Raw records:

========================================

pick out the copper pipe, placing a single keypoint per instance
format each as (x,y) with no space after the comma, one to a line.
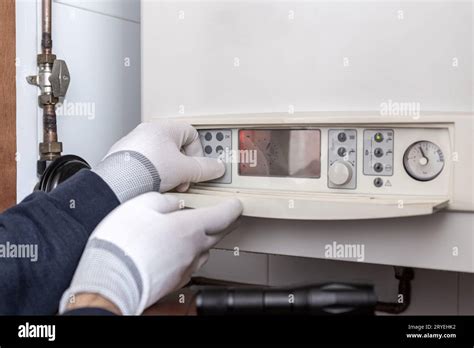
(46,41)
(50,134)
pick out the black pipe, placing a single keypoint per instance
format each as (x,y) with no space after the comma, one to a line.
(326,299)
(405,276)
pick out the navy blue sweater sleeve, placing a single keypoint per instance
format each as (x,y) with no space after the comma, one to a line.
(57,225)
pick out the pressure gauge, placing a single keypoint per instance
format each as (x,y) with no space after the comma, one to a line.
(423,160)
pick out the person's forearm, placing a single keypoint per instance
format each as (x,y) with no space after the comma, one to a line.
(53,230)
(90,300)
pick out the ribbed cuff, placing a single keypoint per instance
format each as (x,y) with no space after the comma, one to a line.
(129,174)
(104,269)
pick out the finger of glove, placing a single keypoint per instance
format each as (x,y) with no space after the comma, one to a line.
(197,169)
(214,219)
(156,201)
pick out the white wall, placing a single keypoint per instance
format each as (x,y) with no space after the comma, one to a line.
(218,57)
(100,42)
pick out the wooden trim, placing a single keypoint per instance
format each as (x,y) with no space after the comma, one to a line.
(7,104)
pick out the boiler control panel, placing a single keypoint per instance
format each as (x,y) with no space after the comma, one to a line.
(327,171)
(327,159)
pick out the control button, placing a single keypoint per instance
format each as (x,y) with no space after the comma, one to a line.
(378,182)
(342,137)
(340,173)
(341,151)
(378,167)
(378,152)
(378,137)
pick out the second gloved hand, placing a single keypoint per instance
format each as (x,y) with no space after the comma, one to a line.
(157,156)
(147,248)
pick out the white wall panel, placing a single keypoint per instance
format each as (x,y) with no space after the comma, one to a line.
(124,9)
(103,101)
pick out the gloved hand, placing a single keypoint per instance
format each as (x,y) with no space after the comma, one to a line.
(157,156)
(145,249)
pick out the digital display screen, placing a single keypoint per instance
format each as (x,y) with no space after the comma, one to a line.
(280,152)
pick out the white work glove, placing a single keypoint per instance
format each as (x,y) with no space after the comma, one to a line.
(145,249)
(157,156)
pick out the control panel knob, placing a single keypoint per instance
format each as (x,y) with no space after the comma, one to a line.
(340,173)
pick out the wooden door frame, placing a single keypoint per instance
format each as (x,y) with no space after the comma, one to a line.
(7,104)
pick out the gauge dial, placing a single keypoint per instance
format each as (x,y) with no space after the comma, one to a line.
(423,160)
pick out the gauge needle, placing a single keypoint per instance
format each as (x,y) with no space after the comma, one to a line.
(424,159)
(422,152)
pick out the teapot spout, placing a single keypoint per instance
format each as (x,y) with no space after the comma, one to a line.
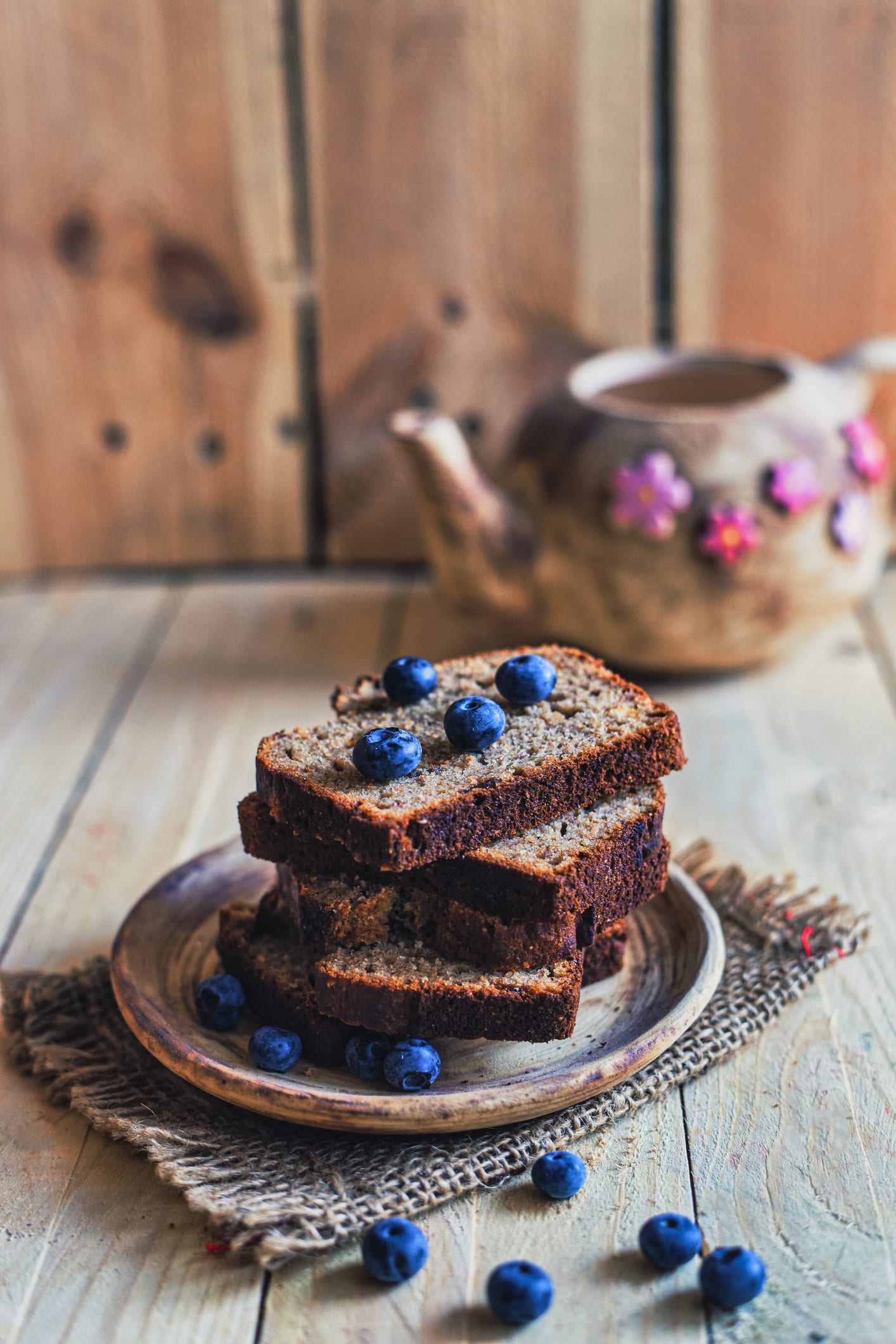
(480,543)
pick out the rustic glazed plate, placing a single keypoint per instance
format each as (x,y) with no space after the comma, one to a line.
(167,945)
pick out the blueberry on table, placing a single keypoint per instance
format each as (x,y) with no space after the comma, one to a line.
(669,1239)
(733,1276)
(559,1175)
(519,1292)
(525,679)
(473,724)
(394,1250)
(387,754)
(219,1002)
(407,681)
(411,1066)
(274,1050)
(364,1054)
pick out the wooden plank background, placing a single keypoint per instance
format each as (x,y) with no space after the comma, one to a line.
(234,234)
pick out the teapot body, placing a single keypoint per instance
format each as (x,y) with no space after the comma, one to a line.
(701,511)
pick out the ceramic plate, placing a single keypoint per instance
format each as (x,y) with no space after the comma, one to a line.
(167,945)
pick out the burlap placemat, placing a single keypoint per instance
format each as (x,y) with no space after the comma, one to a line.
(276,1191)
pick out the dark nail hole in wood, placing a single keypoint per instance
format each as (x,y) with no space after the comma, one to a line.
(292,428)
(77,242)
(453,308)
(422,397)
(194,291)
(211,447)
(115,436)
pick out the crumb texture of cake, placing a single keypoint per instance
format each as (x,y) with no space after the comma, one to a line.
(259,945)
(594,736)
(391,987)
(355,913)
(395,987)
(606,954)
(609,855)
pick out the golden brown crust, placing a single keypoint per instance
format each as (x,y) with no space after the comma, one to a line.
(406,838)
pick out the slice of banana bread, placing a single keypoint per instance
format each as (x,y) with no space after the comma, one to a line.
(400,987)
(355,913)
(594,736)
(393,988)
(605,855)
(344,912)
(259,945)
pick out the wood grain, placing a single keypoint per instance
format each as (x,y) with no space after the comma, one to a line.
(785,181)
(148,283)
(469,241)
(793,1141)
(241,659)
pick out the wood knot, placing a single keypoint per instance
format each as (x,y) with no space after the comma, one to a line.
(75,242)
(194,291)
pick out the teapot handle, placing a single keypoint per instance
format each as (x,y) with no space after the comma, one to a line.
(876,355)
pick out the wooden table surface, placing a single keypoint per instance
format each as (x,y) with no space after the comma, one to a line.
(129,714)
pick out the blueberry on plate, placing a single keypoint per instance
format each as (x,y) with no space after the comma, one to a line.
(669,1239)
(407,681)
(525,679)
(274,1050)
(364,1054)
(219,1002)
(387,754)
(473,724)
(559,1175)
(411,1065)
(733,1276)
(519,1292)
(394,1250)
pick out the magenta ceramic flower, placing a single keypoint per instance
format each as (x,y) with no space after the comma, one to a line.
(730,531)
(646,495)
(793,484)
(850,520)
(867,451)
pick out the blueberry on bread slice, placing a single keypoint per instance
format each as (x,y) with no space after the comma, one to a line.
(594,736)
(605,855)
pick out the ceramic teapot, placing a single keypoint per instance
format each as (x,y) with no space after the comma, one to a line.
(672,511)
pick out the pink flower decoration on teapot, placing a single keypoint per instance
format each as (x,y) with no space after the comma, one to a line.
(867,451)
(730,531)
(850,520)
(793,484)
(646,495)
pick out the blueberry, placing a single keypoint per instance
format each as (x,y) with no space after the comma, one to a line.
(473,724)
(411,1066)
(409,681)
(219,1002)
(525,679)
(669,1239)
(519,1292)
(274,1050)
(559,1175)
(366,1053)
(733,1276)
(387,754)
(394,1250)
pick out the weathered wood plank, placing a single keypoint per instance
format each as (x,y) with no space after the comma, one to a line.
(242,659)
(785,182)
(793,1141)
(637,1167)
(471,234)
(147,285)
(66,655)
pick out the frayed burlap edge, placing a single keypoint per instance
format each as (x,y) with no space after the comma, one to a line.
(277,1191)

========================================

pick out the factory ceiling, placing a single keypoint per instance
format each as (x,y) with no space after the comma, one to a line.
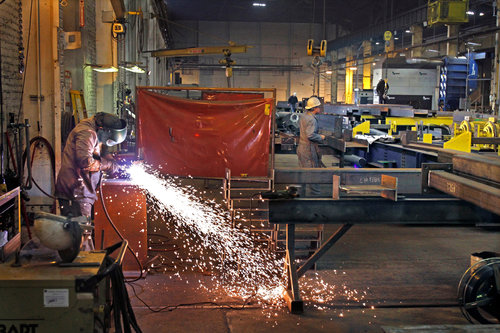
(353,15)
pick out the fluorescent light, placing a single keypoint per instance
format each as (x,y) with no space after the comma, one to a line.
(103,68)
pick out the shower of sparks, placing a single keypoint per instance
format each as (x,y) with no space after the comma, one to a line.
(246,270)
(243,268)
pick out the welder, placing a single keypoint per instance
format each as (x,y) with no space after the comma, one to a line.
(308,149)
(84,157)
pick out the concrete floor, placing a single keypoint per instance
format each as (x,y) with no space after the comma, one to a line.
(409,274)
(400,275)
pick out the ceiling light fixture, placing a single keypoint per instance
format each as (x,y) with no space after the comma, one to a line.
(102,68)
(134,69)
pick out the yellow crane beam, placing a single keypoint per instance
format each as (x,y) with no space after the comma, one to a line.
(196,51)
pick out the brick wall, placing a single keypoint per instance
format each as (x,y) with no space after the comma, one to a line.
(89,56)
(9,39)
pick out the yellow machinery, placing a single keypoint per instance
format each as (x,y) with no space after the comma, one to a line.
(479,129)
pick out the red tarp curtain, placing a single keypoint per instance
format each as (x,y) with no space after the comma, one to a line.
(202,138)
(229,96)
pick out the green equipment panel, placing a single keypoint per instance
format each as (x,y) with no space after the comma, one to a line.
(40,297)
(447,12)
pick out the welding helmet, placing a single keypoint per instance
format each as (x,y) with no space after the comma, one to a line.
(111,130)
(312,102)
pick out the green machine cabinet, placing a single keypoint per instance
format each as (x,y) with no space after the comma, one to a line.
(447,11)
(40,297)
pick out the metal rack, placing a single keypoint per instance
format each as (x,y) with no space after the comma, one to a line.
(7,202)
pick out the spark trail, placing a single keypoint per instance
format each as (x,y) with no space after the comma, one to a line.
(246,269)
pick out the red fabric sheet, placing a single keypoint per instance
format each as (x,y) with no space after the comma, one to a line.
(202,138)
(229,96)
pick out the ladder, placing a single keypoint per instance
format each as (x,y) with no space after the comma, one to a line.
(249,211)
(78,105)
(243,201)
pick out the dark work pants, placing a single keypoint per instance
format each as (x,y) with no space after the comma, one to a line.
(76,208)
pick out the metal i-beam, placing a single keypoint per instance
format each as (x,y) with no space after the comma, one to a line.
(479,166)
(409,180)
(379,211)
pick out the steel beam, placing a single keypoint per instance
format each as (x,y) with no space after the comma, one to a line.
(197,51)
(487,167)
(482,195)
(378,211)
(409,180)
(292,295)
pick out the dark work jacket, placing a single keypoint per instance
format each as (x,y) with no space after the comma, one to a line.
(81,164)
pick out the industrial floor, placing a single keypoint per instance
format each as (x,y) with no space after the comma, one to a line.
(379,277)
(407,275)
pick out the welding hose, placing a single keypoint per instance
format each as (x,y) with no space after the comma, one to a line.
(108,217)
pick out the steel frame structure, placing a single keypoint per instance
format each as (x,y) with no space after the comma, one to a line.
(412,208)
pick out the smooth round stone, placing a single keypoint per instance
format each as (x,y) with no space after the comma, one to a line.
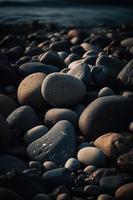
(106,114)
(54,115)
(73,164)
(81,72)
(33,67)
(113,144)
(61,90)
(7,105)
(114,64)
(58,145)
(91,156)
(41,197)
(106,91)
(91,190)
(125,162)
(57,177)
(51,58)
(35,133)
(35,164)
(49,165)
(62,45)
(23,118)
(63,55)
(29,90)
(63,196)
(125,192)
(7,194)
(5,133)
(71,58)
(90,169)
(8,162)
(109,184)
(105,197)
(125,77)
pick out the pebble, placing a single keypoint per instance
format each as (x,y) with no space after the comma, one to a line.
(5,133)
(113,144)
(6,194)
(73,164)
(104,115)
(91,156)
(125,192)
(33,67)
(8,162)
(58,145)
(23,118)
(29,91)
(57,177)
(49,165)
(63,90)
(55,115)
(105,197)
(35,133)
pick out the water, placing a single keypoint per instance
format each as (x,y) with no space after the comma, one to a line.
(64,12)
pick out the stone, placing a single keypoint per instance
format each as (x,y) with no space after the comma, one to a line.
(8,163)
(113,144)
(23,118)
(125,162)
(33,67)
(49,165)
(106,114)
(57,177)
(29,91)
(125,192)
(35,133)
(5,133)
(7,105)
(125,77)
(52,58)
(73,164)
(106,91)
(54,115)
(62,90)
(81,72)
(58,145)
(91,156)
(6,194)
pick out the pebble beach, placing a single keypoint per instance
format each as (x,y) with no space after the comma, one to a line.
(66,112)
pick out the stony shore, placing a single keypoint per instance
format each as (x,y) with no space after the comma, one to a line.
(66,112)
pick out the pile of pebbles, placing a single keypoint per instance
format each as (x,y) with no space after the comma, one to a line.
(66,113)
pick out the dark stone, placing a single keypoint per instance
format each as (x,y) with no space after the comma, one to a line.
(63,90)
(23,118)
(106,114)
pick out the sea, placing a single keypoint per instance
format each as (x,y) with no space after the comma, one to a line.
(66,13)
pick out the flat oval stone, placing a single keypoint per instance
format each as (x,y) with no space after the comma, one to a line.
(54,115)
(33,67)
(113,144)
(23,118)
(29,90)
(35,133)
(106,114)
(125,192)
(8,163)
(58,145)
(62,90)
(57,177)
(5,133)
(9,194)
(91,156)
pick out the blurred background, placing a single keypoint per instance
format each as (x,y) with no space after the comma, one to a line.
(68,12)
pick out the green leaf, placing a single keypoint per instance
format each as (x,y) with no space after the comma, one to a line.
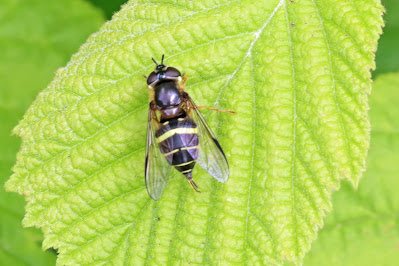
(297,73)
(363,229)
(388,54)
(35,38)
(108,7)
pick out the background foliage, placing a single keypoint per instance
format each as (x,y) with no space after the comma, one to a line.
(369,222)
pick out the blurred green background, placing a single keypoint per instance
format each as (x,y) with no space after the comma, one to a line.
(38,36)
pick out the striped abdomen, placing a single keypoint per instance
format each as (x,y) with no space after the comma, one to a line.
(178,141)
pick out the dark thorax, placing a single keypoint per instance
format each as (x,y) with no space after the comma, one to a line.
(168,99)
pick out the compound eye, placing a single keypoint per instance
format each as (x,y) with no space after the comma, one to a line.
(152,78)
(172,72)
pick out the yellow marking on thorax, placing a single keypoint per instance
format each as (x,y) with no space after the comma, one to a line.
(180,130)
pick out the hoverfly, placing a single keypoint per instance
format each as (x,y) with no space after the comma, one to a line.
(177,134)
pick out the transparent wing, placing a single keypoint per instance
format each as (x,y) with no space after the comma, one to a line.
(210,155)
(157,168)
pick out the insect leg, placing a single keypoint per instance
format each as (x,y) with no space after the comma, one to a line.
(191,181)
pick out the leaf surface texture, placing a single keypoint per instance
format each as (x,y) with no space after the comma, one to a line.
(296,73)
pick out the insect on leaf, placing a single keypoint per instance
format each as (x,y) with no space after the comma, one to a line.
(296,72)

========================================

Goal | Pull out every line of the rows above that contains the word "green".

Written response |
pick out the green equipment panel, placing a single keypoint per instance
pick out the green machine cabinet, placing a single keypoint per instance
pick out the green leaf, placing a single keypoint per instance
pick out the blurred green background, placing a single keypoint per instance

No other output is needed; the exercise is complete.